§ Pagina
──────────────────────────────

Nel corso del secolo XII, per varie circostanze, economiche e politiche specialmente, la società cittadina è al centro di una espansione senza precedenti: città viva e città morta, per adoperare un'espressione cara agli storici contemporanei, cambiano a vista d'occhio e così la primitiva limitata autonomia diventa vera e propria conquista politica e il comune, da società semi-privata, diviene Stato; siamo proprio nel mezzo di quello che la storiografia usa chiamare col termine di ‛ comune consolare ', espressione di ambienti e d'interessi particolari e generalmente ristretti a un numero limitato di famiglie che, logicamente, hanno una base sociale e politica estremamente circoscritta.
Ma già nel corso del secolo XII, seconda metà, si delinea, e poi si manifesta con crudezza, il contrasto tra la costituzione rimasta immobile e superata dagli avvenimenti e la società evoluta e profondamente trasformata: il contrasto è netto e profondo; sono i primi sintomi di una crisi di fondo che investe le città italiane avviate verso la completa autonomia politica.

──────────────────────────────

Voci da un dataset
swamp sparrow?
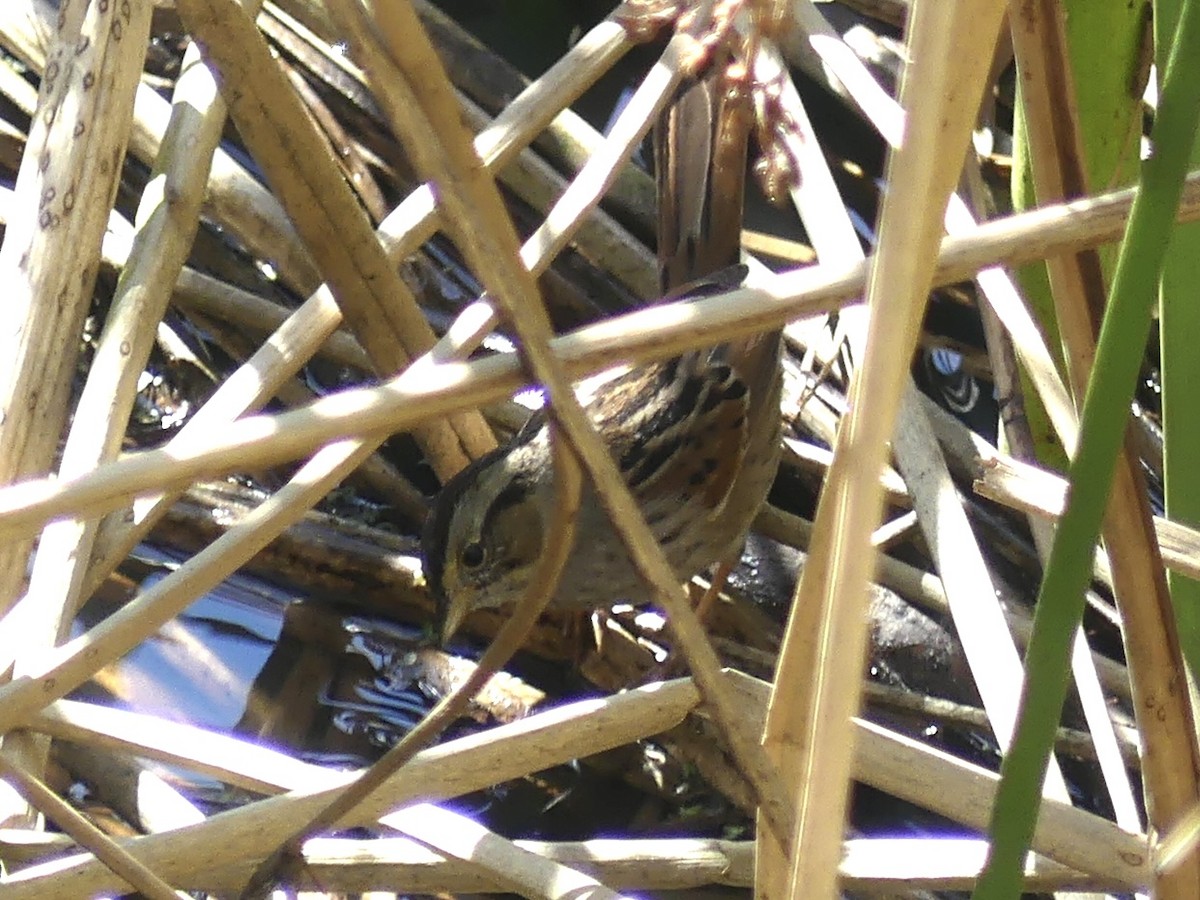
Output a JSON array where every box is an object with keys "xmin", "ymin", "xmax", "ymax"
[
  {"xmin": 422, "ymin": 274, "xmax": 781, "ymax": 637},
  {"xmin": 422, "ymin": 54, "xmax": 781, "ymax": 640}
]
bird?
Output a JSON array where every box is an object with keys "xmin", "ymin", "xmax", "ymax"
[
  {"xmin": 421, "ymin": 58, "xmax": 782, "ymax": 643},
  {"xmin": 422, "ymin": 271, "xmax": 781, "ymax": 640}
]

──────────────────────────────

Ricopia tale e quale il tratto della pagina sulla nascita dei comuni che parte dalle parole "Nel corso del secolo XII, per" e termina dopo le parole "politica estremamente circoscritta.".

§ Risposta corretta
Nel corso del secolo XII, per varie circostanze, economiche e politiche specialmente, la società cittadina è al centro di una espansione senza precedenti: città viva e città morta, per adoperare un'espressione cara agli storici contemporanei, cambiano a vista d'occhio e così la primitiva limitata autonomia diventa vera e propria conquista politica e il comune, da società semi-privata, diviene Stato; siamo proprio nel mezzo di quello che la storiografia usa chiamare col termine di ‛ comune consolare ', espressione di ambienti e d'interessi particolari e generalmente ristretti a un numero limitato di famiglie che, logicamente, hanno una base sociale e politica estremamente circoscritta.